═════ Passage shown
Nov. 9, 2018

National First-Generation College Celebration Week Batten Style

Thomas Jefferson, the University of Virginia’s benevolent founder, believed education was a right—but just as freedom did not extend to all in 18th century America, he was also aware that education was available for only a select few. Much has changed since then, but for some and even many the university experience remains a daunting one—especially for first-generation students.

In celebration of “National First-Generation College Celebration Week,” the Frank Batten School of Leadership and Public Policy, along with the broader UVA community, is recognizing its first-gen students, the challenges they face, and bringing awareness to the resources available to them.

Today, UVA has more than 1,500 students who are “first-gen.” President Jim Ryan, himself a first-gen student, has spoken about the “immense value” that first-gen UVA faculty, staff, and students bring to the University community. For first-gen students, access to higher education is not always a given, nor is the knowledge of how to gain that access. It’s called the Ivory Tower for a reason.

On Thursday morning, Nov. 8, students, faculty, and staff gathered in the Great Hall to share their experiences as first-generation students, and to discuss ideas for how the Batten School can better serve this community. Jeff Chidester, executive director of external affairs, led a lively discussion where participants spoke openly and candidly about the obstacles they have faced and continue to face as first-gen students. Just as there is a range of barriers first-gen students encounter before and during their higher ed experience, there is also a range of first-gen experiences.

“I feel like being black and also being first-gen is oftentimes the greatest challenge because when you’re black you expect everyone to be in the same position as you but coming to UVA that’s not the case,” said Nia Augustine, a second-year UVA student and intern with the Office of the Dean of Students who hopes to pursue a Master’s of Public Policy (MPP) degree at Batten. “When you talk about your finances—which is not shared with everyone—then you feel like you’re alienated even more in that community. I realized as well that being first-gen isn’t one specific identity to represent someone that is first-gen.”

And she’s right. A defining first-gen identity does not exist. First-generation students come from different backgrounds, and in some cases, different countries and cultures. That is their strength and also their immense value, as Pres. Ryan emphasized.
══════════
> [Directions]:
1. Translate this sentence from the article on First-Generation College Celebration Week into Spanish: "First-generation students come from different backgrounds, and in some cases, different countries and cultures."
2. From the article on First-Generation College Celebration Week, return the passage that begins with the words containing "In celebration of" and ends with "for a reason.", copied exactly.
The listing has no connection to the article on First-Generation College Celebration Week.
═════ Information given
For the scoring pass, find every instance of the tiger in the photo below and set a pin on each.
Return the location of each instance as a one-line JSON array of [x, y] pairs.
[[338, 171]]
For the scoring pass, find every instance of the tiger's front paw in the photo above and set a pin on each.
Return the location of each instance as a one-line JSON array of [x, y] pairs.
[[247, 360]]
══════════
═════ Information given
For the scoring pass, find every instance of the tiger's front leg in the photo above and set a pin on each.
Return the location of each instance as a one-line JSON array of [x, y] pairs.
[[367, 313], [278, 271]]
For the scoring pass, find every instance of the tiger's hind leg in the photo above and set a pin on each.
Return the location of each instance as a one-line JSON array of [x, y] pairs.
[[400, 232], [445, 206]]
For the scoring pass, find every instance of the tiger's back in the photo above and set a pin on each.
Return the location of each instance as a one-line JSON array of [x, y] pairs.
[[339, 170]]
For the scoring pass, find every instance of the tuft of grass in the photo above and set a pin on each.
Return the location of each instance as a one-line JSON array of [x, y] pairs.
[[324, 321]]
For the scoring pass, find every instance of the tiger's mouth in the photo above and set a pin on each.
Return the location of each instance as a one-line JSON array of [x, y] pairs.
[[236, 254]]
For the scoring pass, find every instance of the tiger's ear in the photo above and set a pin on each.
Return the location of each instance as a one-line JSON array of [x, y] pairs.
══════════
═════ Information given
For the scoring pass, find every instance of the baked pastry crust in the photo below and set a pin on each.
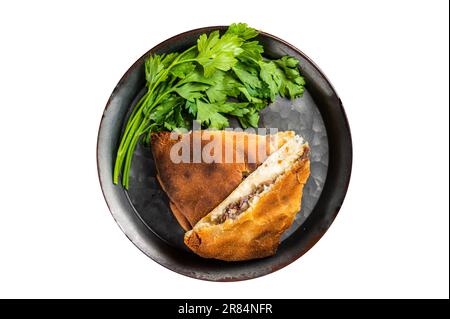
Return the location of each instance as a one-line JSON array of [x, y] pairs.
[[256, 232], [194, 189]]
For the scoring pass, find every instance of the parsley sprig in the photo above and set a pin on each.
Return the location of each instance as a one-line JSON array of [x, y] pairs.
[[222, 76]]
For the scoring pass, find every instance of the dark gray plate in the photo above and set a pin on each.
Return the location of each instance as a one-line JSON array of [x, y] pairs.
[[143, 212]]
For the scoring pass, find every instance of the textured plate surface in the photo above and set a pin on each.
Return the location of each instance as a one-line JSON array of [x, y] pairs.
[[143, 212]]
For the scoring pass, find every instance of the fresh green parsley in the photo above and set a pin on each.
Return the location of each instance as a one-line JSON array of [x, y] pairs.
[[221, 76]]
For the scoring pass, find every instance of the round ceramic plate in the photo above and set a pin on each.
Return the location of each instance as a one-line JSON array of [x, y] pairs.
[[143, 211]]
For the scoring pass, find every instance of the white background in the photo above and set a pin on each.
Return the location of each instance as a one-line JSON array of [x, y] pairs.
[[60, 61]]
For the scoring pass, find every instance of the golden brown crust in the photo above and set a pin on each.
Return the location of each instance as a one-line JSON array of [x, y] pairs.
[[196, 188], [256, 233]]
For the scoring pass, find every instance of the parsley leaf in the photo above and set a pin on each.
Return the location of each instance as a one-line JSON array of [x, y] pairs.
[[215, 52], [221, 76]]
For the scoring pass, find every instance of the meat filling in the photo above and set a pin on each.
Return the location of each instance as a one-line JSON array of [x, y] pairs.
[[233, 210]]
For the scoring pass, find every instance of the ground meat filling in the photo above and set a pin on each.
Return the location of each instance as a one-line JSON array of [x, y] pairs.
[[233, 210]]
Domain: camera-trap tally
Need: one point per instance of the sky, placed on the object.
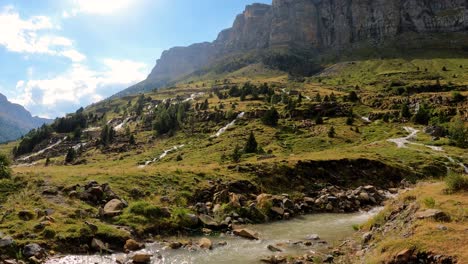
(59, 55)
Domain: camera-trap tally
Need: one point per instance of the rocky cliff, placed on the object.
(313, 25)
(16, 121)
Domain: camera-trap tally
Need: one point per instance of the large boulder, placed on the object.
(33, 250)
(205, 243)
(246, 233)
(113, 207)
══════════
> [Answers in order]:
1. Los estudiantes de primera generación provienen de orígenes diferentes y, en algunos casos, de países y culturas diferentes.

2.
In celebration of “National First-Generation College Celebration Week,” the Frank Batten School of Leadership and Public Policy, along with the broader UVA community, is recognizing its first-gen students, the challenges they face, and bringing awareness to the resources available to them.

Today, UVA has more than 1,500 students who are “first-gen.” President Jim Ryan, himself a first-gen student, has spoken about the “immense value” that first-gen UVA faculty, staff, and students bring to the University community. For first-gen students, access to higher education is not always a given, nor is the knowledge of how to gain that access. It’s called the Ivory Tower for a reason.